__Extracted information__:
╔══
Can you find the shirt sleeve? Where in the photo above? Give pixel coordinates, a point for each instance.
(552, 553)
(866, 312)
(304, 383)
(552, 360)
╚══
__Instructions for the task__: Reproduce each of the lines above verbatim, without any alteration.

__Completed exercise__:
Can you find the shirt sleeve? Where in the photo above? Give pixel coordinates, a point for each instance.
(552, 553)
(866, 312)
(304, 383)
(552, 360)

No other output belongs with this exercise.